- [TÂCHES À RÉALISER]:
a) Citez le passage du texte sur la Grande Muraille de Chine qui va de « Cette décision apparemment » à « le long terme. ».
b) Poursuivez le texte consacré à la Grande Muraille de Chine à partir de sa dernière phrase.

LA PLUME ET LE ROULEAU

250 chroniques éclairent le présent à la lumière de l'histoire


1970 : La GRANDE MURAILLE de Chine, monument sans pareil

Publié par La Plume et le Rouleau sur 10 Octobre 2003, 15:55pm

Catégories : #Civilisation - vie politique - société

Cher(e)s Ami(e)s et abonné(e)s des chroniques de la Plume et du Rouleau,
 
Penchons-nous sur notre éphéméride historique dans le cadre de nos divagations historico-littéraires et électroniques habituelles… Le 10 novembre 1970 : la Grande Muraille de Chine était réouverte par les autorités politiques au tourisme international. 
Cette décision apparemment banale pourrait sembler anodine si elle ne coïncidait pas avec le succès récent de l’astronautique chinoise : en 2003, en effet, un « taïkonaute » de l’Empire du Milieu gravitait dans l’espace. Un triomphe acclamé par une population qui sent que son pays, enfin sorti du sous-développement où l’ont enfoncé des siècles de confucianisme, une exploitation coloniale sans vergogne et 50 ans de communisme, s’apprête à être, n’en doutons pas, LA puissance économique, militaire et politique du XXIème siècle grâce à son formidable réservoir humain, son dynamisme entrepreneurial, sa rapide acquisition de toutes les technologies et sa discipline de fer au service d’une volonté enracinée dans le long terme.
 
Et au retour du héros, le lieutenant-colonel Yang Liwei, 38 ans, des journalistes ont posé à celui-ci, on s’en serait douté, la question suivante : « L’avez-vous vue depuis l’espace ? ». Quoi ? La Grande Muraille de Chine. Question de béotien que nous analyserons en fin de chronique et à laquelle nous découvrirons, tout-à-l’heure, la réponse…
 
C’est donc l’occasion pour ces chroniques de se pencher sur cet étonnant ouvrage de 6 000 kms qui surprend tous les voyageurs et suscite l’étonnement depuis de nombreux siècles. L’occasion aussi de nous intéresser, trop brièvement, à ce pays-continent avec autre chose que les habituels poncifs des occidentaux de base et de mettre son histoire (qui nous semble éloignée sur le plan géographique comme temporel) en perspective avec la nôtre… Je vous convie donc à une découverte (bien modeste) d’un morceau (au propre et au figuré) du Céleste Empire.

[Éléments provenant d'une source de données]
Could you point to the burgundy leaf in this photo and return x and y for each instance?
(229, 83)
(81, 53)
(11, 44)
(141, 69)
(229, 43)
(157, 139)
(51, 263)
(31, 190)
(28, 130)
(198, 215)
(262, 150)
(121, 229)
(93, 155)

- [CORRIGÉ DES EXERCICES]:
a)
Cette décision apparemment banale pourrait sembler anodine si elle ne coïncidait pas avec le succès récent de l’astronautique chinoise : en 2003, en effet, un « taïkonaute » de l’Empire du Milieu gravitait dans l’espace. Un triomphe acclamé par une population qui sent que son pays, enfin sorti du sous-développement où l’ont enfoncé des siècles de confucianisme, une exploitation coloniale sans vergogne et 50 ans de communisme, s’apprête à être, n’en doutons pas, LA puissance économique, militaire et politique du XXIème siècle grâce à son formidable réservoir humain, son dynamisme entrepreneurial, sa rapide acquisition de toutes les technologies et sa discipline de fer au service d’une volonté enracinée dans le long terme.

b)
La civilisation chinoise débute il y a 4 000 ans dans le bassin du fleuve Jaune. A cette époque, l’Egypte de Ramsès II est à son apogée et l’Europe n’est quasiment pas peuplée. Deux groupes de populations vont se confronter dans la région. Les pasteurs, fermiers et agriculteurs (futurs « Chinois ») cherchent la sédentarisation et commencent à interdire le passage sur leurs terres des populations septentrionales nomades, de souche toungouse, mongole et turque qui, elles, se déplacent au gré des transhumances de leur cheptel ovin, bovin ou équin.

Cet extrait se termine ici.